[Start Article]

Turkey wants Libya mission under United Nations umbrella

23 March 2011, Wednesday / TODAY’S ZAMAN, İSTANBUL

Prime Minister Recep Tayyip Erdoğan has made it clear that Turkey will not send combat forces to fight Libyans and expressed his opposition to an ongoing military campaign by Western powers, saying foreign intervention in Libya should solely be a humanitarian one and under the UN umbrella.

“Turkey will never be a country pointing guns at Libyans,” Erdoğan told a meeting of his Justice and Development Party (AK Party) in Parliament on Tuesday. "The umbrella for a solely humanitarian operation in Libya should be the United Nations," he also said. "The operation should be run on legitimate grounds."

Turkey is complaining that air strikes on forces loyal to Libyan leader Muammar Gaddafi by France, the United States and Britain, have not complied with appropriate international procedures. Turkish officials are singling out French President Nicolas in their criticism, saying that a summit of 22 countries which he hosted in Paris on Saturday, went outside the UN framework. Air strikes on Gaddafi forces began within hours of the Paris summit, which excluded Turkey and was attended by the US and members of the European Union and Arab League.

“Of course, we are questioning and criticizing the Paris summit,” Erdoğan told his deputies. In earlier remarks, he directly criticized Sarkozy, accusing him of using the military campaign in Libya to boost his popularity at home ahead of elections slated for 2012, at a time when opinion polls show a decline in support for him. “Nobody told him to undertake such a role. He took this step on his own,” Erdoğan said of the Paris summit when speaking to a group of journalists aboard a plane while returning to Turkey from a visit to Saudi Arabia on Monday. “As far as we know, Sarkozy does not want NATO to step in. He wants the European Union to be in charge of the operation. He wants Turkey and the US out of the picture,” said Erdoğan.

France was the first country to attack Libya, initiating the international military operation in the country. The Turkish government, which has had a problematic relation with Sarkozy ever since he came to power due to his public opposition to Turkish membership in the EU, is frustrated by Sarkozy’s decision to exclude Turkey at the Paris summit. There are prospects that the Turkish criticism will win supporters in the international arena, given growing complaints over the chaotic structure in the command of the hastily formed international coalition.

[End Article]
[Start Data provided]

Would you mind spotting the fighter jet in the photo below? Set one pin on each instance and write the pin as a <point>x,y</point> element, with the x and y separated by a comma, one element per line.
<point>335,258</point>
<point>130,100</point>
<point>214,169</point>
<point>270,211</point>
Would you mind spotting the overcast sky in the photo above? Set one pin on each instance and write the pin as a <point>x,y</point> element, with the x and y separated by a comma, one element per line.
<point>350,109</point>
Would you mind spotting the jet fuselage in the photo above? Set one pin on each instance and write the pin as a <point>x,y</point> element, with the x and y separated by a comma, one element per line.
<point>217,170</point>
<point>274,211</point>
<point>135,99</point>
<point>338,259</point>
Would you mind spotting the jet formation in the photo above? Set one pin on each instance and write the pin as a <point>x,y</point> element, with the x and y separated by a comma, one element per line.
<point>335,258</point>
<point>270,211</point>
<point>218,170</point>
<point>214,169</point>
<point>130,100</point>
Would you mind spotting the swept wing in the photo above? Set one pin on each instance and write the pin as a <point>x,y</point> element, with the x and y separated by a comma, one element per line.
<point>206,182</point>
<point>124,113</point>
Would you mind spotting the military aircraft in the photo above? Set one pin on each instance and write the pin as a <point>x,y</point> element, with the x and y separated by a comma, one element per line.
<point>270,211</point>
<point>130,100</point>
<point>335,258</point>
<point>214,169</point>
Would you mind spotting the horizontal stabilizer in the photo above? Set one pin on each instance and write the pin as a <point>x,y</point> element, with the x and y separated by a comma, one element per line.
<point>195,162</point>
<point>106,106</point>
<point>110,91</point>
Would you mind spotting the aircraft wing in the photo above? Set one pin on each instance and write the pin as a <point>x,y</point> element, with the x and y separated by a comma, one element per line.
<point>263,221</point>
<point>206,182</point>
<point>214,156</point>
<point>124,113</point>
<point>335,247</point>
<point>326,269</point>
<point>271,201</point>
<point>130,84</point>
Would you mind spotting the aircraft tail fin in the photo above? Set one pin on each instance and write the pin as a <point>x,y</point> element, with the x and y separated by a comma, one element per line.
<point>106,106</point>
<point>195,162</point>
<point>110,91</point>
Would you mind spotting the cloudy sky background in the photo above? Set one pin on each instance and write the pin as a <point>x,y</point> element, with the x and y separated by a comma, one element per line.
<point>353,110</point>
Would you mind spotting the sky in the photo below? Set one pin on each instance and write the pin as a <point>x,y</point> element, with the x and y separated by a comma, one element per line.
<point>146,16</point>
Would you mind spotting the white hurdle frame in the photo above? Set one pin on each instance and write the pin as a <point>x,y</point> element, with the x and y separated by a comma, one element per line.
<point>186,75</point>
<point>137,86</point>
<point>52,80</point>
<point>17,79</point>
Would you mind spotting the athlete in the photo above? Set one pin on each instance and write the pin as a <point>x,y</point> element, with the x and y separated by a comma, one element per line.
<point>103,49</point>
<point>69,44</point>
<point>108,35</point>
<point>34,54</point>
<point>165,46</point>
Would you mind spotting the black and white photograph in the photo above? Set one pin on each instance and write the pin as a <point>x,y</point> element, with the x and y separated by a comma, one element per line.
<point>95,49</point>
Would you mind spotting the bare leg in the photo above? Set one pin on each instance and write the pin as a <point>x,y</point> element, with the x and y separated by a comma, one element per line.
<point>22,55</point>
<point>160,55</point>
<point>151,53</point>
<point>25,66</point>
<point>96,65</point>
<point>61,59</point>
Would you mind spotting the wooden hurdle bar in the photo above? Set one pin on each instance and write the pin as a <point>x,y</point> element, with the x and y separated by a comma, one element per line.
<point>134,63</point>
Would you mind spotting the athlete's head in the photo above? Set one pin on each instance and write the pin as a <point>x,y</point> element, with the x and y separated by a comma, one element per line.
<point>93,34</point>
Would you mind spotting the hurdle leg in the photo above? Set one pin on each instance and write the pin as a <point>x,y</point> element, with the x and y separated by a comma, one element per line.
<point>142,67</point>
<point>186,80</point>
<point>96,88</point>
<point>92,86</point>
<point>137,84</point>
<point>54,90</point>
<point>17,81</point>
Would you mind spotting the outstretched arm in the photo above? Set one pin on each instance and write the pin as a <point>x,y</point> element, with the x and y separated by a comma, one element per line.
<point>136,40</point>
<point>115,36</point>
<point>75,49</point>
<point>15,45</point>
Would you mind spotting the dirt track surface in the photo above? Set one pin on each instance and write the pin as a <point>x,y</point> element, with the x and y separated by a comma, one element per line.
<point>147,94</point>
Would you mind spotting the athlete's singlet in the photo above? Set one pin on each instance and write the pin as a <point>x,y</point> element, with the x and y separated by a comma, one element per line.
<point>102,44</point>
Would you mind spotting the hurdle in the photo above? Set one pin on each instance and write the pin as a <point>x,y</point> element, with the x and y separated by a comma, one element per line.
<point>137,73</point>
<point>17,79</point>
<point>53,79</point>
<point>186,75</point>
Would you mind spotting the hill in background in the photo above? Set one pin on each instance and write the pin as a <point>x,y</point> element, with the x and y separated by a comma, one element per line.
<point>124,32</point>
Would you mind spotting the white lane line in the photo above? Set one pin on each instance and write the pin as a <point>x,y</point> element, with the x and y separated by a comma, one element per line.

[End Data provided]

* **Required work**:
[1] Retype the passage of the article on Turkey and the Libya mission from "France was the" up to and including "formed international coalition.".
[2] Using the article on Turkey and the Libya mission, decide whether each statement agrees with it: (a) Erdoğan spoke at a meeting of the AK Party in Parliament on Tuesday; (b) Turkey attended the Paris summit; (c) according to Erdoğan, Sarkozy wants NATO to step in. Answer yes or no for each, quoting the words that decide it.
Rely only on the text about Turkey and the Libya mission, not on the items.

* **Written answers**:
[1]
France was the first country to attack Libya, initiating the international military operation in the country. The Turkish government, which has had a problematic relation with Sarkozy ever since he came to power due to his public opposition to Turkish membership in the EU, is frustrated by Sarkozy’s decision to exclude Turkey at the Paris summit. There are prospects that the Turkish criticism will win supporters in the international arena, given growing complaints over the chaotic structure in the command of the hastily formed international coalition.

[2]
(a) Yes: "Erdoğan told a meeting of his Justice and Development Party (AK Party) in Parliament on Tuesday"
(b) No: "the Paris summit, which excluded Turkey"
(c) No: "As far as we know, Sarkozy does not want NATO to step in."